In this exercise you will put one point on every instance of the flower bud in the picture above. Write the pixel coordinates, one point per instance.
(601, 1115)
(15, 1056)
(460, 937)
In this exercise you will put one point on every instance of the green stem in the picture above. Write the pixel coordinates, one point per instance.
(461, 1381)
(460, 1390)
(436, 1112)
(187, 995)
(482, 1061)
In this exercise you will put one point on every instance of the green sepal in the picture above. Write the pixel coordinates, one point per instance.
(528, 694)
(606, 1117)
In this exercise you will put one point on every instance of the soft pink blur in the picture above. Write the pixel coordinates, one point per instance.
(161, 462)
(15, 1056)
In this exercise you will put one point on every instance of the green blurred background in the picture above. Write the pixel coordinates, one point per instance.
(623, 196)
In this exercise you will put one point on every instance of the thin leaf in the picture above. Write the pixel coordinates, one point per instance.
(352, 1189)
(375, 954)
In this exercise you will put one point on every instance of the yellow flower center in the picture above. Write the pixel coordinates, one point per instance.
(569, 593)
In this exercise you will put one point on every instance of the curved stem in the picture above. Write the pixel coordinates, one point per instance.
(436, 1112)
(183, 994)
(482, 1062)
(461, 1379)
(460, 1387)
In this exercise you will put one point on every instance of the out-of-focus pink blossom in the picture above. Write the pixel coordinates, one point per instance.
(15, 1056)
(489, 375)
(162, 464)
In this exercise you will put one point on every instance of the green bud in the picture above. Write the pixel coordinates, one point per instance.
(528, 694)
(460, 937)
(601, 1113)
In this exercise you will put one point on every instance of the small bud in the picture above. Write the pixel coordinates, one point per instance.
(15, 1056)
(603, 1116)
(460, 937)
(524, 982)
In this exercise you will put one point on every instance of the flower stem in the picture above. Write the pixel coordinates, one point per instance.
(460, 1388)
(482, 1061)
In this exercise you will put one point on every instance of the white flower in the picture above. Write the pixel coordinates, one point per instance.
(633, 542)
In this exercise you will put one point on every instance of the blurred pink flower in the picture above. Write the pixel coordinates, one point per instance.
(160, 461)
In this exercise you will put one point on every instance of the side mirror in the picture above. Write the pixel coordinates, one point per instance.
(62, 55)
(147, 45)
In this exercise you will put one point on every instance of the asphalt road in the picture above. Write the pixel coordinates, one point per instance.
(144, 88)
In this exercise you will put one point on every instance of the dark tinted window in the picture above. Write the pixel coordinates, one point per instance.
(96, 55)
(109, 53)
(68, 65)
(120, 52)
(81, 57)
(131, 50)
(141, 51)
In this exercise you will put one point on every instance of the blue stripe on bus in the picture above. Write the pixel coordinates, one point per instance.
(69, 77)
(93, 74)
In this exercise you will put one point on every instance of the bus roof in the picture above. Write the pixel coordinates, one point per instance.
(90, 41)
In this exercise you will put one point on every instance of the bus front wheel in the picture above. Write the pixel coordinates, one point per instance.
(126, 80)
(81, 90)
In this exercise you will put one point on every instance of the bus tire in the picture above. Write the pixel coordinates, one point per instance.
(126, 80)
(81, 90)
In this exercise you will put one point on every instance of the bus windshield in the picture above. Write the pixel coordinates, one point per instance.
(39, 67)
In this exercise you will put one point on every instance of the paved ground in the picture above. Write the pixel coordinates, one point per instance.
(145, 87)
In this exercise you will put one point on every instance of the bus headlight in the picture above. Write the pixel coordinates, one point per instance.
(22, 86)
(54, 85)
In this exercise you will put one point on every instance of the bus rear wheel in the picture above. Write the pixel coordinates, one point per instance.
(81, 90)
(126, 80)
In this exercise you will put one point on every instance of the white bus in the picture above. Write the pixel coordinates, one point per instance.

##########

## The exercise
Rewrite all the records above, substituting "image coordinates" for "pixel coordinates" wherever it occurs and leaving everything else unchanged.

## Answer to the exercise
In this exercise you will put one point on every instance of the flower bud in the picture above. Write the image coordinates, one point per instance.
(601, 1115)
(15, 1056)
(460, 937)
In this exercise you will put one point on every instance of the green stem in the picture above. Write the image coordinates, one point per instance.
(461, 1381)
(460, 1390)
(436, 1112)
(187, 995)
(482, 1061)
In this exercise you will put one point on every instance of the green sepal in the picture above. Write the image coordinates, one point per instance.
(528, 694)
(606, 1117)
In this exercise you will put one point on every instance of the soft pink blur in the picture above. Write the image coordinates, one point per instance.
(161, 462)
(15, 1056)
In this exercise you will put one point on every instance of the green blurred background in the picture above. Write the image coordinates, one point per instance.
(623, 196)
In this exercise you will put one point on every instance of the thin leaf in the picture above. Write the image coordinates, one point per instance.
(352, 1189)
(375, 954)
In this exercise you will put one point on every instance of the yellow flower center in the picture above. Write the image coordinates, one point per instance.
(569, 593)
In this exercise you will put one point on every instance of the curved stem in the picture above. Write the image coordinates, one point per instance.
(436, 1112)
(183, 994)
(482, 1062)
(461, 1379)
(460, 1387)
In this exercise you will put one point on every instance of the out-of-focus pink blossom in the picture above. Write the image coordinates, one point per instance.
(15, 1056)
(489, 375)
(162, 464)
In this exercise you will put one point on every instance of the green bud in the picture above. Write the image coordinates, one point per instance.
(528, 694)
(460, 937)
(601, 1113)
In this exercise you will put one point on every instance of the small bud in the picture above. Write the image coordinates, one point per instance.
(15, 1056)
(603, 1116)
(460, 937)
(524, 982)
In this exercise you will put one point on every instance of the flower stem in the picture above. Write the image coordinates, one point per instance.
(460, 1388)
(482, 1061)
In this exercise you will put one point on every instance of the white flower in the picture above. Write the image coordinates, one point per instance.
(633, 542)
In this exercise you will put one point on every instance of the blurred pink flower in the picture above. Write the image coordinates, one point per instance.
(160, 461)
In this exercise you will put one point on every instance of the side mirror in the picture above. Write the image coordinates, one point per instance.
(62, 55)
(147, 45)
In this exercise you will put one point on every instance of the asphalt road in the picture above. Write the image coordinates, one point per instance.
(144, 88)
In this exercise you will put one point on every instance of the dark tinted window in the picture above. Write the image coordinates, one point per instance.
(96, 55)
(109, 53)
(68, 65)
(120, 52)
(81, 57)
(131, 50)
(141, 51)
In this exercise you will put one point on every instance of the blue stripe on bus in the picture above. Write the image coordinates, one point per instance.
(69, 77)
(93, 74)
In this exercise you will put one point on every instance of the bus roof in the picture above. Write the image coordinates, one point per instance.
(90, 41)
In this exercise you will put one point on every instance of the bus front wheel in the picture above. Write the image coordinates, one point per instance.
(126, 80)
(81, 90)
In this exercise you will put one point on every instance of the bus tire in the picture above. Write the image coordinates, one point per instance.
(126, 80)
(81, 90)
In this exercise you will put one point on every instance of the bus windshield in the picture above. Write the image coordinates, one point per instance.
(39, 67)
In this exercise you will put one point on every instance of the paved ground in the picture above. Write the image coordinates, one point per instance.
(145, 87)
In this exercise you will put one point on every instance of the bus headlight in the picture above. Write the image coordinates, one point per instance.
(22, 86)
(54, 85)
In this exercise you will put one point on every instance of the bus rear wheel in the picture above. Write the image coordinates, one point per instance.
(81, 90)
(126, 80)
In this exercise you will put one point on every instance of the white bus in the picture above. Write the image coordinates, one point per instance.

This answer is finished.